CHALLENGE:
Reproduce every line of the records word for word, omitting the pictures.

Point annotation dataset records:
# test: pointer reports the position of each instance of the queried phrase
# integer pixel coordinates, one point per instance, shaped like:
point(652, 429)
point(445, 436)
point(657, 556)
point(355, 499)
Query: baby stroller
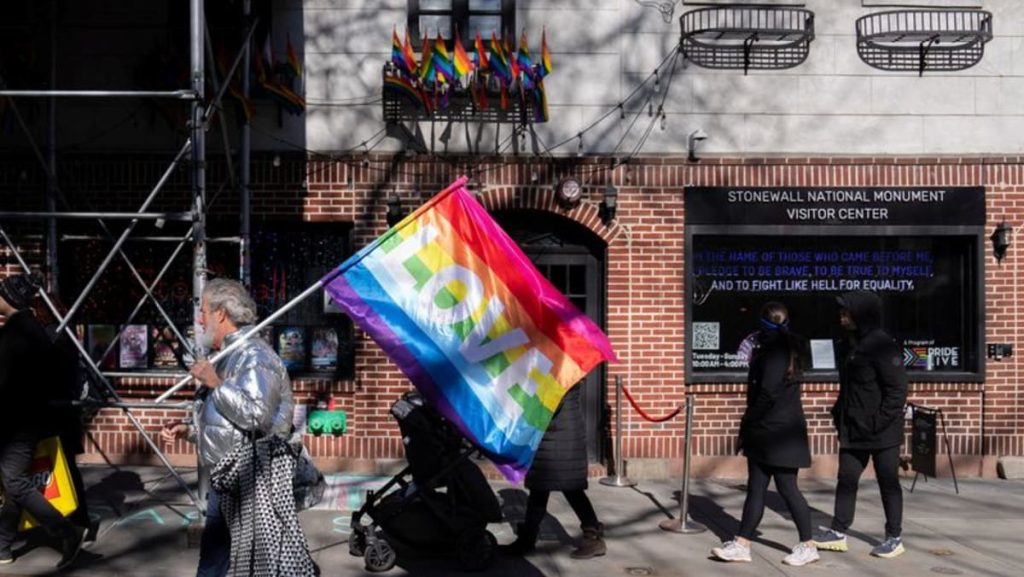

TASK RESULT:
# test: pointer reports the position of each instance of the queried phrase
# integer pixel coordinates, one point per instance, shaped like:
point(652, 429)
point(445, 436)
point(657, 556)
point(355, 499)
Query: baby stroller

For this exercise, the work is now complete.